From e21c0bf3f16dfdd531d22e7da7167ae9a864c6cd Mon Sep 17 00:00:00 2001
From: Melanie Plageman <melanieplage...@gmail.com>
Date: Tue, 1 Apr 2025 18:07:38 -0400
Subject: [PATCH v9 3/3] Use streaming read I/O in autoprewarm

Make a read stream for each valid fork of each valid relation
represented in the autoprewarm dump file and prewarm those blocks
through the read stream API instead of by directly invoking
ReadBuffer().

Co-authored-by: Nazir Bilal Yavuz <byavu...@gmail.com>
Co-authored-by: Melanie Plageman <melanieplage...@gmail.com>
Discussion: https://postgr.es/m/flat/CAN55FZ3n8Gd%2BhajbL%3D5UkGzu_aHGRqnn%2BxktXq2fuds%3D1AOR6Q%40mail.gmail.com
---
 contrib/pg_prewarm/autoprewarm.c | 105 +++++++++++++++++++++++++++----
 src/tools/pgindent/typedefs.list |   1 +
 2 files changed, 93 insertions(+), 13 deletions(-)

diff --git a/contrib/pg_prewarm/autoprewarm.c b/contrib/pg_prewarm/autoprewarm.c
index fb132fbb533..e85931e9c1a 100644
--- a/contrib/pg_prewarm/autoprewarm.c
+++ b/contrib/pg_prewarm/autoprewarm.c
@@ -41,6 +41,7 @@
 #include "storage/latch.h"
 #include "storage/lwlock.h"
 #include "storage/procsignal.h"
+#include "storage/read_stream.h"
 #include "storage/smgr.h"
 #include "tcop/tcopprot.h"
 #include "utils/guc.h"
@@ -75,6 +76,28 @@ typedef struct AutoPrewarmSharedState
 	int			prewarmed_blocks;
 } AutoPrewarmSharedState;
 
+/*
+ * Private data passed through the read stream API for our use in the
+ * callback.

§ **SET TASK A**
List every header file that the autoprewarm patch's first diff hunk includes with an #include line, counting both the existing lines and the added one.
§ **SET TASK B**
According to its summary line, how many insertions and deletions does the autoprewarm patch make?
§ **SET TASK C**
Continue the autoprewarm patch, starting right after its final comment line.

§ **EXTRACTED ENTRIES**

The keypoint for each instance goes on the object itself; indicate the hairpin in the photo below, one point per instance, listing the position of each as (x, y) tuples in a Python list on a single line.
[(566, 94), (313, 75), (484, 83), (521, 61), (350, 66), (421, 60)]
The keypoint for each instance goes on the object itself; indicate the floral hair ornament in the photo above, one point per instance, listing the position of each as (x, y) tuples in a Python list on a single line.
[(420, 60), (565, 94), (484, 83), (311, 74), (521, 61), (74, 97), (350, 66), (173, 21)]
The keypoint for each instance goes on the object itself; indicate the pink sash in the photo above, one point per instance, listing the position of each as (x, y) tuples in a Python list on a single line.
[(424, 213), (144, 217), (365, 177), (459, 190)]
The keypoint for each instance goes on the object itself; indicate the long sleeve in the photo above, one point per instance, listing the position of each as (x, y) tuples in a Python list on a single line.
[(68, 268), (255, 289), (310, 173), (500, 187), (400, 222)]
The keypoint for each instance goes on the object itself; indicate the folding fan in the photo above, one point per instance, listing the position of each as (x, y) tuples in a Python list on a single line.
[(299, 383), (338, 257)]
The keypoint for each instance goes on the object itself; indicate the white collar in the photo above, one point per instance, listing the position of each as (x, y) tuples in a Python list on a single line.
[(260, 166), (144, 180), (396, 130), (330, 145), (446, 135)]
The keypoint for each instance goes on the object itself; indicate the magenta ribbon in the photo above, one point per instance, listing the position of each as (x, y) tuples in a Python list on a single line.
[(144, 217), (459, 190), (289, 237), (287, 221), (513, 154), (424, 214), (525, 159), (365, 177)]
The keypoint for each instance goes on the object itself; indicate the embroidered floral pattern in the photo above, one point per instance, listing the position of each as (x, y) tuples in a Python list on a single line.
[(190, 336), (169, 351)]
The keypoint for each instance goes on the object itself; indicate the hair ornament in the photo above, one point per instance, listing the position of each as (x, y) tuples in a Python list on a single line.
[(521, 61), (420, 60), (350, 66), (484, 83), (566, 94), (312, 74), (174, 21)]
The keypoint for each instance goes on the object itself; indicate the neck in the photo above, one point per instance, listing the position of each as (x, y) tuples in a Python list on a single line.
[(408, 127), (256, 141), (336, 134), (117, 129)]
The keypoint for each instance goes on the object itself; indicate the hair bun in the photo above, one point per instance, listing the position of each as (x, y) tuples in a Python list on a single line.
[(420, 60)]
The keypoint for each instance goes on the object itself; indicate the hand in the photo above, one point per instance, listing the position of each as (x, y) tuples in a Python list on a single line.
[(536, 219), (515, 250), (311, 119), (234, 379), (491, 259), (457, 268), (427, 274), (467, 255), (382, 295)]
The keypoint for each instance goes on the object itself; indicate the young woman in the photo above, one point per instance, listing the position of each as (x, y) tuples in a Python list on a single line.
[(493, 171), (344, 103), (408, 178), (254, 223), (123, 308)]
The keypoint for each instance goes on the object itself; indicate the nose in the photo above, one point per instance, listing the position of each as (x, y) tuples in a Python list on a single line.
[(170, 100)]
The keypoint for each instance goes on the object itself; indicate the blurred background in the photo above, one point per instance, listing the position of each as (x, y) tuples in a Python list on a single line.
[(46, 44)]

§ **FINAL RESULT A**
storage/latch.h, storage/lwlock.h, storage/procsignal.h, storage/read_stream.h, storage/smgr.h, tcop/tcopprot.h, utils/guc.h

§ **FINAL RESULT B**
93 insertions and 13 deletions.

§ **FINAL RESULT C**
+ */
+typedef struct AutoPrewarmReadStreamData
+{
+	/* The array of records containing the blocks we should prewarm. */
+	BlockInfoRecord *block_info;
+
+	/*
+	 * `pos` is the read stream callback's index into block_info. Because the
+	 * read stream may read ahead, pos is likely to be ahead of the index in
+	 * the main loop in autoprewarm_database_main().
+	 */
+	int			pos;
+	Oid			database;
+	RelFileNumber filenumber;
+	ForkNumber	forknum;
+	BlockNumber nblocks;
+} AutoPrewarmReadStreamData;
+
+
 PGDLLEXPORT void autoprewarm_main(Datum main_arg);
 PGDLLEXPORT void autoprewarm_database_main(Datum main_arg);
 
@@ -419,6 +442,45 @@ apw_load_buffers(void)
 						apw_state->prewarmed_blocks, num_elements)));
 }
 
+/*
+ * Return the next block number of a specific relation and fork to read
+ * according to the array of BlockInfoRecord.
+ */
+static BlockNumber
+apw_read_stream_next_block(ReadStream *stream,
+						   void *callback_private_data,
+						   void *per_buffer_data)
+{
+	AutoPrewarmReadStreamData *p = callback_private_data;
+	BlockInfoRecord blk;
+
+	CHECK_FOR_INTERRUPTS();
+
+	if (!have_free_buffer())
+		p->pos = apw_state->prewarm_stop_idx;
+
+	if (p->pos >= apw_state->prewarm_stop_idx)
+		return InvalidBlockNumber;
+
+	blk = p->block_info[p->pos];
+
+	if (blk.database != p->database)
+		return InvalidBlockNumber;
+
+	if (blk.filenumber != p->filenumber)
+		return InvalidBlockNumber;
+
+	if (blk.forknum != p->forknum)
+		return InvalidBlockNumber;
+
+	/* Check whether blocknum is valid and within fork file size. */
+	if (blk.blocknum >= p->nblocks)
+		return InvalidBlockNumber;
+
+	p->pos++;
+	return blk.blocknum;
+}
+
 /*
  * Prewarm all blocks for one database or global objects (while connected to a
  * valid database).
@@ -467,8 +529,6 @@ autoprewarm_database_main(Datum main_arg)
 		Oid			reloid;
 		Relation	rel;
 
-		CHECK_FOR_INTERRUPTS();
-
 		StartTransactionCommand();
 
 		reloid = RelidByRelfilenumber(blk->tablespace, blk->filenumber);
@@ -509,6 +569,8 @@ autoprewarm_database_main(Datum main_arg)
 		{
 			ForkNumber	forknum = blk->forknum;
 			BlockNumber nblocks;
+			struct AutoPrewarmReadStreamData p;
+			ReadStream *stream;
 			Buffer		buf;
 
 			/*
@@ -538,24 +600,41 @@ autoprewarm_database_main(Datum main_arg)
 
 			nblocks = RelationGetNumberOfBlocksInFork(rel, blk->forknum);
 
-			/* Check whether blocknum is valid and within fork file size. */
-			if (blk->blocknum >= nblocks)
+			p = (struct AutoPrewarmReadStreamData)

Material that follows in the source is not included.